— BEGIN RECORDS SUPPLIED —

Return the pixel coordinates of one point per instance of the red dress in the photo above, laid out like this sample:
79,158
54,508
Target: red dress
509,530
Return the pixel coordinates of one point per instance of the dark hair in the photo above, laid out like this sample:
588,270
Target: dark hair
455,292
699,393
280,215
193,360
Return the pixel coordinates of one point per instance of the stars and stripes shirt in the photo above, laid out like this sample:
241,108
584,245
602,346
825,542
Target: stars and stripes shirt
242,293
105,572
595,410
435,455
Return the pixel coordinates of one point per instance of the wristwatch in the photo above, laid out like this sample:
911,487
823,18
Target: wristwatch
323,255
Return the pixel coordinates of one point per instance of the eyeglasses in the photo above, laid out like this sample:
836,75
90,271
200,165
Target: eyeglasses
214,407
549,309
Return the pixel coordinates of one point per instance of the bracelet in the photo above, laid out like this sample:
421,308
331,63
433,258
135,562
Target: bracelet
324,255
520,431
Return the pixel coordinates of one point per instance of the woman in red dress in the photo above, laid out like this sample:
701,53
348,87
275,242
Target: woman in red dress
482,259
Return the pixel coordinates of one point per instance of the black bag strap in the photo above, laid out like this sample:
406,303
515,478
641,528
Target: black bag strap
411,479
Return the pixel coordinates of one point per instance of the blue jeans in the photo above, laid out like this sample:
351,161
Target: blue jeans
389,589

— END RECORDS SUPPLIED —

§ TASK GOAL
Render every line of the records above as a numbered list, leaving out any blank lines.

§ EXERCISE ANSWER
1. Return the pixel coordinates of one point per instance of the red dress in the photo above, laid out like this sample:
2. 79,158
3. 54,508
4. Target: red dress
5. 509,530
6. Return the pixel coordinates of one point per instance of the dark hair in the photo above, laid out like this sample:
7. 588,270
8. Target: dark hair
9. 455,292
10. 699,393
11. 280,215
12. 193,360
13. Return the pixel coordinates of one point per instance of the stars and stripes shirt in the photo above, laid out like this sample:
14. 241,108
15. 584,245
16. 602,346
17. 825,542
18. Target: stars and stripes shirt
19. 242,293
20. 105,572
21. 595,410
22. 435,455
23. Return the pixel coordinates of one point per instance of the wristwatch in the photo above, laid out like this sample:
24. 911,487
25. 823,18
26. Target: wristwatch
27. 323,255
28. Return the pixel coordinates of one point per instance of the eyeglasses in the photo above, laid out like this sample:
29. 836,75
30. 90,271
31. 200,165
32. Target: eyeglasses
33. 214,407
34. 549,309
35. Return the pixel coordinates of one point per instance of the bracelet in the photo above, laid out like this sample:
36. 421,308
37. 331,63
38. 433,258
39. 135,562
40. Target: bracelet
41. 324,255
42. 520,431
43. Return the pixel coordinates of one point per instance of the woman in red dress in the photo above, laid out like this sample:
44. 701,53
45. 348,87
46. 275,242
47. Target: woman in red dress
48. 482,259
49. Return the pixel coordinates of one point per instance of the black bag strap in the photo above, laid out like this sample:
50. 406,303
51. 515,478
52. 641,528
53. Target: black bag strap
54. 411,479
55. Return the pixel coordinates of one point per instance of the blue jeans in the photo above, laid out like this sample:
56. 351,161
57. Target: blue jeans
58. 389,589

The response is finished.